• Task prompt:
Return only these lines, exactly: the one containing "x=44, y=405" and every line after it in the listing.

========================================================================

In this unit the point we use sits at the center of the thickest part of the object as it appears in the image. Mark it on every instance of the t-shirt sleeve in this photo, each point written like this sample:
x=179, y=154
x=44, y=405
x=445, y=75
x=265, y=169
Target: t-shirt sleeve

========================================================================

• Result of this task:
x=44, y=405
x=445, y=75
x=265, y=169
Target: t-shirt sleeve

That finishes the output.